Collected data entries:
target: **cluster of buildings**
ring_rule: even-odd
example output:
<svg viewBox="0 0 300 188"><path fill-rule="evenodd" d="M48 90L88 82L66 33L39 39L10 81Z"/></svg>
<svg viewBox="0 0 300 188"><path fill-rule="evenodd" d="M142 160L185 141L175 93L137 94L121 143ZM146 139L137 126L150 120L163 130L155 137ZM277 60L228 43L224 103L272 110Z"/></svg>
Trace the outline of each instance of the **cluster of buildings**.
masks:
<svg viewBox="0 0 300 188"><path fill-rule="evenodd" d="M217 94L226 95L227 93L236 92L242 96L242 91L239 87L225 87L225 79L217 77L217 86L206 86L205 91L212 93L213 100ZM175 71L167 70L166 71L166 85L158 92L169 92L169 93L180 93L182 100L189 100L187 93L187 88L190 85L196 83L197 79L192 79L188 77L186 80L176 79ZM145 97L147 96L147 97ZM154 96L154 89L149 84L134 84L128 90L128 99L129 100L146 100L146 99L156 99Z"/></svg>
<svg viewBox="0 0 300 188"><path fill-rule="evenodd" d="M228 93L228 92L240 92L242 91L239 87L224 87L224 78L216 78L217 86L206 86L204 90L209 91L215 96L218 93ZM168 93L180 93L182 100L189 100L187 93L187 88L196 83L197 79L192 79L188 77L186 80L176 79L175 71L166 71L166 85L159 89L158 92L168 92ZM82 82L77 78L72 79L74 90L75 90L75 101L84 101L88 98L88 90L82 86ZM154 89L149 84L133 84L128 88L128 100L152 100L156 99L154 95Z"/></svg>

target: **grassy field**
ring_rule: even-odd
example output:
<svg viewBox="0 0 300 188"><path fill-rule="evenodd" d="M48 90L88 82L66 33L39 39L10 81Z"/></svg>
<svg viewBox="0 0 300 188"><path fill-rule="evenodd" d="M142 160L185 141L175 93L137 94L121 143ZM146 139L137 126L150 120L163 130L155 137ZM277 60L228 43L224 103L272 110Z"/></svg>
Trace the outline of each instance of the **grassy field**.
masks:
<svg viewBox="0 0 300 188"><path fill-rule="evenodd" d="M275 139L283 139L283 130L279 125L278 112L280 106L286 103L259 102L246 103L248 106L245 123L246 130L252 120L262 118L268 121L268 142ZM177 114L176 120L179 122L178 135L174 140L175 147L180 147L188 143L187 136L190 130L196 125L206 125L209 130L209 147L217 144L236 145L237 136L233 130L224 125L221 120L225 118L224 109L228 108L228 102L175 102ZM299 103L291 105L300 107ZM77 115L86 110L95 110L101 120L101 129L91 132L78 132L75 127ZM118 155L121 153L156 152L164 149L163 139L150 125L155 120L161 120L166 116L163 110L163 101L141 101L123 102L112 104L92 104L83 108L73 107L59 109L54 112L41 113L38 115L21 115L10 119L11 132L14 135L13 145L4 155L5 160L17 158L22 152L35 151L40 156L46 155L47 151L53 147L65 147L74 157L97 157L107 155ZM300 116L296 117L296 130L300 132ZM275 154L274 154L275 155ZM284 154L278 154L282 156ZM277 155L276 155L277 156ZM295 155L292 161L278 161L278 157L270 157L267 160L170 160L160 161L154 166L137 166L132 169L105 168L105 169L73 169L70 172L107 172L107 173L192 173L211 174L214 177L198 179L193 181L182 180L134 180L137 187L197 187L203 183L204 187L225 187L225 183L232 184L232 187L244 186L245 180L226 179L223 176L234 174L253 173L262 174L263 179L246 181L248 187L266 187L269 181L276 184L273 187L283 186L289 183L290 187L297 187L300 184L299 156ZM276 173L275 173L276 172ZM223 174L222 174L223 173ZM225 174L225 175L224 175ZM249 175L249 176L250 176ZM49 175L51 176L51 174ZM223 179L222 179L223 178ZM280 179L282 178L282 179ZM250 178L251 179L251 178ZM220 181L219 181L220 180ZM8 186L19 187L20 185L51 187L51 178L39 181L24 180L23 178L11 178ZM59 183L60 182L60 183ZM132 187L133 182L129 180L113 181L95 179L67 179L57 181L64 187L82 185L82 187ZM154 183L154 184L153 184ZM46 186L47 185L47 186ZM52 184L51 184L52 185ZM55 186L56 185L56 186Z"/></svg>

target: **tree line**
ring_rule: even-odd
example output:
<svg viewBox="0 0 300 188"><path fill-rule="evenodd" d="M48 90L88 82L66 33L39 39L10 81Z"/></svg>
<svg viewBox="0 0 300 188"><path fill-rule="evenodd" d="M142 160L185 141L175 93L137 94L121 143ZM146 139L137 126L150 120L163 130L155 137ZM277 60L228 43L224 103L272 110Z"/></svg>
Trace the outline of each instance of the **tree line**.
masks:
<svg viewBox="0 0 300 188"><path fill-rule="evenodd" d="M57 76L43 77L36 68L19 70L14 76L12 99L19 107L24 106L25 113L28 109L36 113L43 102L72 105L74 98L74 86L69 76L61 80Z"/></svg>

* Problem statement
Reproduce every one of the items above, character for character, without changing anything.

* Answer for the task
target: **cluster of buildings**
ring_rule: even-odd
example output:
<svg viewBox="0 0 300 188"><path fill-rule="evenodd" d="M48 90L88 82L66 33L39 39L10 81Z"/></svg>
<svg viewBox="0 0 300 188"><path fill-rule="evenodd" d="M142 160L185 141L175 93L137 94L121 143ZM146 139L137 126L150 120L163 130L155 137ZM277 60L228 43L224 103L272 110Z"/></svg>
Trace the outline of each instance of the **cluster of buildings**.
masks:
<svg viewBox="0 0 300 188"><path fill-rule="evenodd" d="M217 94L226 95L227 93L236 92L242 96L242 91L239 87L225 87L225 79L217 77L217 86L206 86L205 91L212 93L213 100ZM175 71L167 70L166 71L166 85L158 92L169 92L169 93L180 93L182 100L189 100L187 93L187 88L190 85L196 83L197 79L192 79L188 77L186 80L176 79ZM145 97L147 96L147 97ZM154 96L154 89L149 84L134 84L128 90L128 99L129 100L146 100L146 99L156 99Z"/></svg>
<svg viewBox="0 0 300 188"><path fill-rule="evenodd" d="M228 93L228 92L240 92L242 91L239 87L224 87L224 78L216 78L217 86L206 86L204 90L209 91L215 96L218 93ZM168 93L180 93L182 100L189 100L187 93L187 88L196 83L197 79L192 79L188 77L186 80L176 79L175 71L166 71L166 85L159 89L158 92L168 92ZM82 82L77 78L72 79L74 90L75 90L75 101L84 101L88 98L88 90L82 86ZM154 89L149 84L133 84L128 88L128 100L152 100L156 99L154 95Z"/></svg>

target: **grassy field**
ring_rule: even-odd
example output:
<svg viewBox="0 0 300 188"><path fill-rule="evenodd" d="M48 90L88 82L66 33L39 39L10 81Z"/></svg>
<svg viewBox="0 0 300 188"><path fill-rule="evenodd" d="M142 160L185 141L175 93L137 94L121 143ZM146 139L137 126L150 120L163 130L155 137ZM277 60L228 43L224 103L272 110Z"/></svg>
Trace the outline of each instance of the **grassy field**.
masks:
<svg viewBox="0 0 300 188"><path fill-rule="evenodd" d="M275 139L283 139L283 130L279 125L278 112L280 106L286 103L259 102L246 103L248 106L245 123L246 130L252 120L262 118L268 121L268 142ZM177 114L176 120L179 122L178 135L174 140L175 147L180 147L188 143L187 136L190 130L196 125L206 125L209 130L209 147L217 144L236 145L237 136L233 130L224 125L221 120L225 118L224 109L228 108L228 102L175 102ZM299 103L291 105L300 107ZM77 115L86 110L95 110L101 120L101 129L91 132L78 132L75 127ZM118 155L121 153L156 152L164 149L163 139L150 125L155 120L161 120L166 116L163 110L163 101L141 101L123 102L112 104L92 104L83 108L73 107L59 109L54 112L41 113L38 115L21 115L10 119L11 132L14 135L13 145L4 155L5 160L17 158L22 152L35 151L40 156L46 155L47 151L53 147L65 147L74 157L97 157L107 155ZM300 116L296 117L296 130L300 132ZM275 154L274 154L275 155ZM284 154L278 154L282 156ZM277 155L276 155L277 156ZM295 155L292 161L278 161L278 157L270 157L267 160L170 160L160 161L154 166L137 166L132 169L105 168L105 169L73 169L70 172L107 172L107 173L192 173L211 174L214 177L198 179L193 181L182 180L134 180L137 187L197 187L203 183L204 187L225 187L225 183L232 184L232 187L244 186L245 180L226 179L223 176L234 174L253 173L262 174L263 179L246 181L248 187L266 187L269 181L276 184L273 187L283 186L289 183L290 187L297 187L300 184L299 156ZM276 173L275 173L276 172ZM223 174L222 174L223 173ZM225 174L225 175L224 175ZM249 175L249 176L250 176ZM49 175L51 176L51 174ZM223 179L222 179L223 178ZM280 179L282 178L282 179ZM250 178L251 179L251 178ZM220 181L219 181L220 180ZM8 186L19 187L20 185L51 187L51 178L39 181L24 180L23 178L11 178ZM59 183L60 182L60 183ZM132 187L133 182L129 180L113 181L95 179L67 179L57 181L64 187L82 185L82 187ZM154 183L154 184L153 184ZM46 186L47 185L47 186ZM52 184L51 184L52 185ZM55 186L56 185L56 186Z"/></svg>

target: **tree line**
ring_rule: even-odd
example output:
<svg viewBox="0 0 300 188"><path fill-rule="evenodd" d="M48 90L88 82L66 33L39 39L10 81Z"/></svg>
<svg viewBox="0 0 300 188"><path fill-rule="evenodd" d="M142 160L185 141L175 93L137 94L121 143ZM146 139L137 126L150 120L163 130L155 137ZM277 60L228 43L224 103L272 110Z"/></svg>
Trace the outline of each instance of the **tree line**.
masks:
<svg viewBox="0 0 300 188"><path fill-rule="evenodd" d="M57 76L43 77L36 68L19 70L14 76L12 99L19 107L24 106L25 113L28 109L36 113L43 102L72 105L74 98L74 86L69 76L61 80Z"/></svg>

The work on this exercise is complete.